PASSAGE GIVEN =
▬▬▬▬▬▬▬▬▬▬
Cliché talking points about 'finding my passion' make me cringe. Self promotion can't be all there is. And then there is the fact that I need the money now.

So what's the real answer?

The answer is that I never write for free. Never have. Never will. There is always an investment and a return. The return might not be money. But there is an investment and a return.

For those looking at the world as something explainable by an Excel spreadsheet, my answer might sound strange.

Where's the return on investment if you write for free? Where's the money?

Money? I love the stuff. Wish I had more. I wake up at 4:00 am a lot and think about all the ways I can get more, worry about not having enough. Once I had a lot more. Money was never an issue. Now I could run out. A terrifying thought.

Maybe if money were my sole goal, I would have more. Maybe I should pay more attention to the terror. But for whatever reason, money is simply not my only goal.

Naïve? Could be. No nobility in having more than one goal. No pride. Just the way I was hardwired. When I write, I have other goals besides the literal exchange of writing for cash. All of them include a return on investment. My other goals?

1. Doing what I do best. Up till 2008 I had one job at a time. Now I'm a contractor. Doing the same work I've always done. They call it "talent or change management." They used to call it "training." It means helping make people more valuable to an organization. Being a coach. What I do best is coach leaders. Today, that job has about the same market value as a blacksmith. So, I needed something else, some other sandbox besides coaching, where I can say, "Here's where I can do what I do best." That's writing. When I want to do what I do best, I can write. My investment is my time. My return? Doing what I do best.

I've had jobs where I've failed on an epic level. Once I had a job that included running an espresso machine. And exactly how bad I was at running that machine is now the stuff of legends among those who watched. No one was ever worse. Put a gun to my head, I still would have been that bad. So it's a simple conclusion: doing what I do best must be a better path to the money.

2. Writing is really hard. Bad writing is easy. But filling the blank page with words that grab a person by the heart and make them want to read? That's hard. Don't think so? Try it. I don't always succeed, but when I do, my investment in the writing gives me back a return that is like a handful of diamonds. Huge investment. Huge reward. The fulfillment of a challenge is my return.

3. People respond when I write. I used to be a special education teacher. I helped start a workforce development program for high risk dropouts, have written and delivered senior management programs on visioning and succession planning, I've trained hundreds to run retail operations and call centers. Thousands to use their strengths and be better managers. And the BEST part of all that? It's when people respond. Same with the writing. The return I get when somebody says my writing had an impact is like climbing a mountain and breathing in the sky.
▬▬▬▬▬▬▬▬▬▬
EXCERPTED DATA =

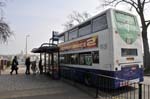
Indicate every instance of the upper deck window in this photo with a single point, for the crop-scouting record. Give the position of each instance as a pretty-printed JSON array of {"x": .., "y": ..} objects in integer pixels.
[
  {"x": 125, "y": 18},
  {"x": 73, "y": 34},
  {"x": 66, "y": 36},
  {"x": 85, "y": 29},
  {"x": 61, "y": 39},
  {"x": 99, "y": 23}
]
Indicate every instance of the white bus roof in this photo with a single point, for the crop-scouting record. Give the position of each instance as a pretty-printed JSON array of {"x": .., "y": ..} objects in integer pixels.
[{"x": 93, "y": 18}]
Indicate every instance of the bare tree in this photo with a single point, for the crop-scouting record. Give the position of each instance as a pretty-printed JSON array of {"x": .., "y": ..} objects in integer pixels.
[
  {"x": 139, "y": 6},
  {"x": 76, "y": 18},
  {"x": 5, "y": 31}
]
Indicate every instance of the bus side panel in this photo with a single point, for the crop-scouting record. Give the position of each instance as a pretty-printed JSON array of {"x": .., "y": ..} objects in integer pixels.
[{"x": 105, "y": 51}]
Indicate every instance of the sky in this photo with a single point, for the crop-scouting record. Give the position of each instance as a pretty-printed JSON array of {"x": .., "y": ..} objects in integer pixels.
[{"x": 38, "y": 18}]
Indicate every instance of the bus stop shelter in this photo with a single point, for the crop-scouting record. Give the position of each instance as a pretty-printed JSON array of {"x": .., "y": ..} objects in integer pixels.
[{"x": 50, "y": 61}]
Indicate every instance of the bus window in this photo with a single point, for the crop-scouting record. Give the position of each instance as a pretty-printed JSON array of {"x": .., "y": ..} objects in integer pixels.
[
  {"x": 73, "y": 34},
  {"x": 99, "y": 23},
  {"x": 85, "y": 59},
  {"x": 66, "y": 36},
  {"x": 61, "y": 39},
  {"x": 85, "y": 29},
  {"x": 95, "y": 56},
  {"x": 125, "y": 18},
  {"x": 129, "y": 52},
  {"x": 74, "y": 58},
  {"x": 62, "y": 59}
]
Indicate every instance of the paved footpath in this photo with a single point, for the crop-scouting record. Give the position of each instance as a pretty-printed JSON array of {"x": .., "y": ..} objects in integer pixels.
[{"x": 37, "y": 86}]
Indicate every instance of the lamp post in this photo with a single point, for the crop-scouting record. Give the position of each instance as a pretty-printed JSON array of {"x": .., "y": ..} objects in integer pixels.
[{"x": 27, "y": 44}]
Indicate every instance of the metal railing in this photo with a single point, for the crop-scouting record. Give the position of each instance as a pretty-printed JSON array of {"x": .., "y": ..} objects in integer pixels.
[{"x": 103, "y": 86}]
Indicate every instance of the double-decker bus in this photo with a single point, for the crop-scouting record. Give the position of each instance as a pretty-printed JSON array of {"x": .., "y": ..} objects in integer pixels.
[{"x": 109, "y": 43}]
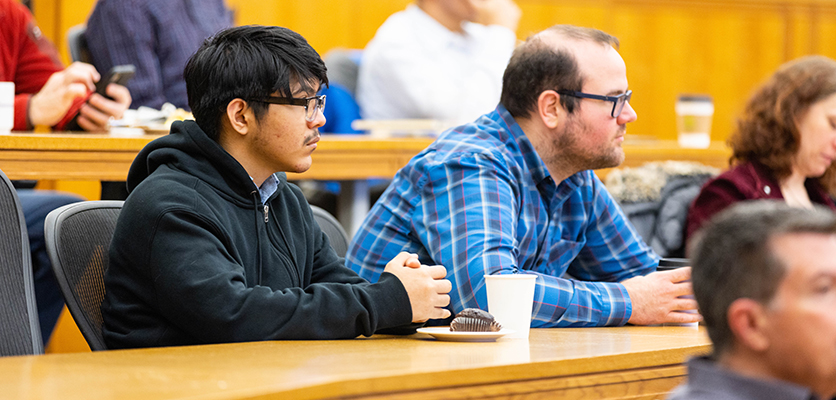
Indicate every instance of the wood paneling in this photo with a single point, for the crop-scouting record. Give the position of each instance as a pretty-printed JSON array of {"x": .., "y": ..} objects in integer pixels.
[{"x": 724, "y": 48}]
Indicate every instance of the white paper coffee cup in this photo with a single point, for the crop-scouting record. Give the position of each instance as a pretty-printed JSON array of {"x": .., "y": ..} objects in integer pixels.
[
  {"x": 693, "y": 120},
  {"x": 7, "y": 103},
  {"x": 510, "y": 300}
]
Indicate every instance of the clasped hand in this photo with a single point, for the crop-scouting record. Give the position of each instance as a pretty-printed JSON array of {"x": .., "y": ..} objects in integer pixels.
[{"x": 425, "y": 285}]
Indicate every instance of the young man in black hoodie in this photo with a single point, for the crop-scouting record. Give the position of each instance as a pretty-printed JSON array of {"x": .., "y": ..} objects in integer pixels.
[{"x": 213, "y": 245}]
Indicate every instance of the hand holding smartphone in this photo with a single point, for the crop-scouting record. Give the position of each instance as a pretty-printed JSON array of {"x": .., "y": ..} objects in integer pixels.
[{"x": 119, "y": 75}]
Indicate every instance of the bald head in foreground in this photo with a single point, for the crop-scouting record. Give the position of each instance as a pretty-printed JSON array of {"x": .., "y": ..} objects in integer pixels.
[{"x": 765, "y": 280}]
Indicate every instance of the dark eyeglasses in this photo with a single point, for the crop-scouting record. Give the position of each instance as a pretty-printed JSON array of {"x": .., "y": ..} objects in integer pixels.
[
  {"x": 311, "y": 104},
  {"x": 618, "y": 102}
]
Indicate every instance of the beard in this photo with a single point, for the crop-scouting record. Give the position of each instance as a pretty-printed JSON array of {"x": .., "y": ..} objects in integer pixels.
[{"x": 571, "y": 155}]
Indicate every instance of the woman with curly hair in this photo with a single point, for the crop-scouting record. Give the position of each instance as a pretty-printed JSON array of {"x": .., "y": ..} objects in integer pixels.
[{"x": 784, "y": 146}]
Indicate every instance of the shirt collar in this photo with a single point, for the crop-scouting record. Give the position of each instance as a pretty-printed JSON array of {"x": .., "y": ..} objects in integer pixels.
[{"x": 268, "y": 187}]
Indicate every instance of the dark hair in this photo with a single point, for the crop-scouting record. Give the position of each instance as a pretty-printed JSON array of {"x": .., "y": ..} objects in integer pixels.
[
  {"x": 248, "y": 62},
  {"x": 732, "y": 257},
  {"x": 539, "y": 65},
  {"x": 767, "y": 132}
]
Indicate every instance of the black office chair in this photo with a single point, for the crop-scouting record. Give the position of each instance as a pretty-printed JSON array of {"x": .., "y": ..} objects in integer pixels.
[
  {"x": 333, "y": 229},
  {"x": 77, "y": 239},
  {"x": 20, "y": 332}
]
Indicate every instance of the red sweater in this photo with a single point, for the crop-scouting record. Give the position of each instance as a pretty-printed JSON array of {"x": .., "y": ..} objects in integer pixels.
[
  {"x": 28, "y": 59},
  {"x": 747, "y": 181}
]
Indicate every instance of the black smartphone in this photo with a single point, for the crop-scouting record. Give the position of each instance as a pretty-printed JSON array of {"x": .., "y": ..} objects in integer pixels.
[{"x": 119, "y": 74}]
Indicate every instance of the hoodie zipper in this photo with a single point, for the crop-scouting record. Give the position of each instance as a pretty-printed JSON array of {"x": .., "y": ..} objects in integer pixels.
[{"x": 265, "y": 210}]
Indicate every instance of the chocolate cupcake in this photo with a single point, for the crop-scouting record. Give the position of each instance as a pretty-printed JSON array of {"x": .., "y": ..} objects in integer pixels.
[{"x": 474, "y": 320}]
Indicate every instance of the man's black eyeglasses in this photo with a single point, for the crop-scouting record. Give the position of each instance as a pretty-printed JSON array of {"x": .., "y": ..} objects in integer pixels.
[
  {"x": 311, "y": 104},
  {"x": 618, "y": 102}
]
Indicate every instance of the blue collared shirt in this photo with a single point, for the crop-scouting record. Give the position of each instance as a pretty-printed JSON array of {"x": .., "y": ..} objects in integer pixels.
[
  {"x": 268, "y": 187},
  {"x": 480, "y": 200}
]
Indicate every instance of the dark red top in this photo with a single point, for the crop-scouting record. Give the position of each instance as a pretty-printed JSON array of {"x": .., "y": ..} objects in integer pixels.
[
  {"x": 26, "y": 57},
  {"x": 747, "y": 181}
]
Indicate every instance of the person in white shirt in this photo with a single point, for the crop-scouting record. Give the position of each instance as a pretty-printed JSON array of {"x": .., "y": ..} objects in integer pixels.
[{"x": 438, "y": 59}]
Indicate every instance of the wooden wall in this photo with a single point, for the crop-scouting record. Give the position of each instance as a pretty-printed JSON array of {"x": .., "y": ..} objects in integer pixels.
[{"x": 720, "y": 47}]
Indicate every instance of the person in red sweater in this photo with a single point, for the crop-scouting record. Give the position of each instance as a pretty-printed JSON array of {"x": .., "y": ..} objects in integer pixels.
[
  {"x": 784, "y": 147},
  {"x": 47, "y": 94}
]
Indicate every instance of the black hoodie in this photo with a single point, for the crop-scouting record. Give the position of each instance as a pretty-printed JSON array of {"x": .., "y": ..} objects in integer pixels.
[{"x": 197, "y": 257}]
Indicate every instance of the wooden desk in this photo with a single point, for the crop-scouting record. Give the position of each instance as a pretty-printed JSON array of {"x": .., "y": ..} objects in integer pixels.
[
  {"x": 594, "y": 363},
  {"x": 107, "y": 157}
]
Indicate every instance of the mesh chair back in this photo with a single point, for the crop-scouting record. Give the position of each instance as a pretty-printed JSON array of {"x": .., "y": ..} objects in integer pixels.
[
  {"x": 78, "y": 238},
  {"x": 332, "y": 228},
  {"x": 20, "y": 332}
]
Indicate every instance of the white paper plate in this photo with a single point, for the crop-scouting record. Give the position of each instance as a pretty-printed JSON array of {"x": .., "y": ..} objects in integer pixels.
[{"x": 444, "y": 333}]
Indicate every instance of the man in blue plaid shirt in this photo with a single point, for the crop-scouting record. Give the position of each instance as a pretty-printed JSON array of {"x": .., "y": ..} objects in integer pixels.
[{"x": 514, "y": 190}]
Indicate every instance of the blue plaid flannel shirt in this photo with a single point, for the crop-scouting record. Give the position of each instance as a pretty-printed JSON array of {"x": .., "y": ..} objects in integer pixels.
[{"x": 480, "y": 200}]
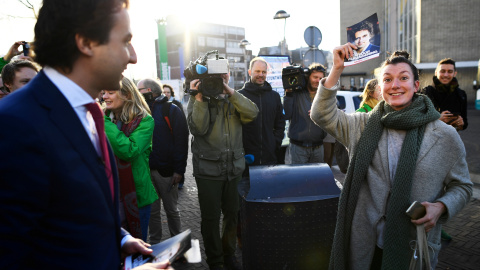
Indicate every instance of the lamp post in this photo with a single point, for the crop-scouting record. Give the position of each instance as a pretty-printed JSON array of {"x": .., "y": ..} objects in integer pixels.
[
  {"x": 243, "y": 44},
  {"x": 282, "y": 14}
]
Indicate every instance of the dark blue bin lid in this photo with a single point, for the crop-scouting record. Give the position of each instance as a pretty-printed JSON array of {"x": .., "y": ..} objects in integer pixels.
[{"x": 292, "y": 183}]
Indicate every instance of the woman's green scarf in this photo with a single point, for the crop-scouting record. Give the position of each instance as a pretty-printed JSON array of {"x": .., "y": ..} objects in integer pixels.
[{"x": 413, "y": 119}]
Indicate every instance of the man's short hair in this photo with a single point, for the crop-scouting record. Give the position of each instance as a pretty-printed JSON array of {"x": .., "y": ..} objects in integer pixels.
[
  {"x": 154, "y": 85},
  {"x": 59, "y": 21},
  {"x": 172, "y": 92},
  {"x": 447, "y": 61},
  {"x": 257, "y": 59},
  {"x": 365, "y": 25},
  {"x": 317, "y": 67},
  {"x": 8, "y": 72}
]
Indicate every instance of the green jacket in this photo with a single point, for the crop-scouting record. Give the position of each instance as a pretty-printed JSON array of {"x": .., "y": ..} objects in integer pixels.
[
  {"x": 135, "y": 149},
  {"x": 217, "y": 144}
]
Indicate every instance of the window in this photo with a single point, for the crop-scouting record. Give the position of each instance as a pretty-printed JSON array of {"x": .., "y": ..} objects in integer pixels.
[
  {"x": 201, "y": 41},
  {"x": 216, "y": 42}
]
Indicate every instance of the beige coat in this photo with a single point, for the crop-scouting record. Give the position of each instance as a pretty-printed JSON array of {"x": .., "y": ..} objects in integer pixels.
[{"x": 441, "y": 174}]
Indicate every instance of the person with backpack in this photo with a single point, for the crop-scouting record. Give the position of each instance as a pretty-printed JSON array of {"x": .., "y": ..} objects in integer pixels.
[
  {"x": 168, "y": 161},
  {"x": 218, "y": 163}
]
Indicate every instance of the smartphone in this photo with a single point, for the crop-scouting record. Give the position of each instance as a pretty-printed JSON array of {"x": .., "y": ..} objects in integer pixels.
[
  {"x": 416, "y": 210},
  {"x": 26, "y": 48}
]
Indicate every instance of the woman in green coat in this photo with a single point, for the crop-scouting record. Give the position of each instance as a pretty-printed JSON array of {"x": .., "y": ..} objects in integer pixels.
[{"x": 129, "y": 128}]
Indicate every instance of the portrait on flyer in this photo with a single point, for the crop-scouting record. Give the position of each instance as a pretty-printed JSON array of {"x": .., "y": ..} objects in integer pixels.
[{"x": 366, "y": 36}]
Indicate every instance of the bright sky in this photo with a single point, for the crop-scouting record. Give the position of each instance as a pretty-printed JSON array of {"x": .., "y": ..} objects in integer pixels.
[{"x": 261, "y": 30}]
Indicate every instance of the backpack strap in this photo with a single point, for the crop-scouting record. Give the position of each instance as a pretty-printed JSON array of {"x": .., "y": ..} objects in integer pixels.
[{"x": 166, "y": 114}]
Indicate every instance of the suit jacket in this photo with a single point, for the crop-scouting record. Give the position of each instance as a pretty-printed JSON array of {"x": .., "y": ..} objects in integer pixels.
[
  {"x": 55, "y": 202},
  {"x": 441, "y": 175}
]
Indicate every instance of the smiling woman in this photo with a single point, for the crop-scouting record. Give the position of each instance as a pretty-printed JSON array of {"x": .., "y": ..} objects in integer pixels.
[
  {"x": 391, "y": 150},
  {"x": 129, "y": 128}
]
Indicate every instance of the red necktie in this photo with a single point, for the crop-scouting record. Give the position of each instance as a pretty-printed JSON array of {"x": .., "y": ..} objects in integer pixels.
[{"x": 97, "y": 115}]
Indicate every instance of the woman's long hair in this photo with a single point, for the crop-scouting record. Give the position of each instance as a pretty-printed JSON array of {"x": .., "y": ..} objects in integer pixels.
[
  {"x": 367, "y": 95},
  {"x": 135, "y": 103}
]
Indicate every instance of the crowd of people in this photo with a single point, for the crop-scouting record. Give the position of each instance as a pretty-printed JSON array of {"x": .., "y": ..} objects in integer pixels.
[{"x": 97, "y": 153}]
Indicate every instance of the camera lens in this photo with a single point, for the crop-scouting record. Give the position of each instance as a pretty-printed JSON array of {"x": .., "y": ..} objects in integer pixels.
[{"x": 293, "y": 80}]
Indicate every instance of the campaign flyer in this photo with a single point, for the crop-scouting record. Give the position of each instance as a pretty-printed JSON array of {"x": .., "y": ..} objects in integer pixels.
[{"x": 366, "y": 36}]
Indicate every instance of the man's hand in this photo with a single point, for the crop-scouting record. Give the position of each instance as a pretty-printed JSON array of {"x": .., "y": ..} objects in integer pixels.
[
  {"x": 458, "y": 124},
  {"x": 434, "y": 211},
  {"x": 148, "y": 266},
  {"x": 136, "y": 245},
  {"x": 176, "y": 178},
  {"x": 194, "y": 86},
  {"x": 339, "y": 55}
]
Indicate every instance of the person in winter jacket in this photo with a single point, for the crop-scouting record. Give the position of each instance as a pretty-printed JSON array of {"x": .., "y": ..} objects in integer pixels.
[{"x": 263, "y": 137}]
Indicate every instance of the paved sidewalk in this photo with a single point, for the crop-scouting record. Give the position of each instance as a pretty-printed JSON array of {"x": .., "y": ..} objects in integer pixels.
[{"x": 463, "y": 252}]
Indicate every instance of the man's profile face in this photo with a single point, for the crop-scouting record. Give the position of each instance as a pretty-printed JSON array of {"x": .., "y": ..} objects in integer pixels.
[
  {"x": 258, "y": 73},
  {"x": 445, "y": 73},
  {"x": 362, "y": 39},
  {"x": 109, "y": 60},
  {"x": 314, "y": 79},
  {"x": 22, "y": 77}
]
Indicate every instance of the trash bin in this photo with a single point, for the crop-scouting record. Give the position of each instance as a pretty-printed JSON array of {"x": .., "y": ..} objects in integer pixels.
[{"x": 287, "y": 216}]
▬▬▬▬▬▬▬▬▬▬
DIRECTIVE =
Pick up the essay about writing for free and carry it on from its last sentence. The items have no connection to the essay about writing for free.

RESULT OF THE TASK =
4. I need the practice. In Outliers, Malcolm Gladwell cites 10,000 hours as the amount of time one needs to become really good at something. I passed that Gladwell number years ago. And I still need the practice. Show me anything I've ever written and I will hand you back the needed re-write right away. My return is the practice.

5. I get to 'communitize' with writers. I'm no fan of made up words. But when I wrote Finding Work When There Are No Jobs, I had to describe the vital role community plays in how people get jobs. And "community building" was too many words. So, I made community into a verb. The community of writers is filled with the kindest and most generous souls that have ever walked the earth or signed into Facebook. My investment is my caring. My return? Working and playing on the best team I know.

NICE STORY, BUT WHERE'S THE MONEY?

If coaching leaders now has the earning potential of a blacksmith; the writer's earning potential might be that of a street mime at a deserted country crossroads. In the dark.

Standing in that darkness, every writer has their own reasons they write for free. But every writer also has a tool with a power capable of changing the world.

The Story.

Think for a second of a story that has inspired you, moved you to accomplish something you never thought you would do? Or could do?

Finding Work When There Are No Jobs is built on the premise that a story has the power to prompt you to find a new and different way to find work in a world where all the advice in the world didn't help at all. Not success stories. Or case studies. I'm talking about stories that suck you in and get you to think. Stories that get you to start asking questions that begin with, "What if ..."

How can the power of a story lead to money? Start with the great Studs Terkel. No one ever brought the power of an ordinary human being's story to the printed page like Studs Terkel.

When David R. Brown and I wrote I Am Your Neighbor: Voices of a Chicago Food Pantry, we were respectfully standing in the shadow of Studs. And when our book was compared with Studs' work, there was no greater compliment.

But there is another part of the story of that book. The book was the catalyst for what is now an annual fundraising event. And because of the vision and business acumen of it's leaders, Common Pantry now has a respectable endowment.

That book helped feed people. Along with paying fairly for the writing up front. So now, 100% of the sales go to Common Pantry. All from a book of stories.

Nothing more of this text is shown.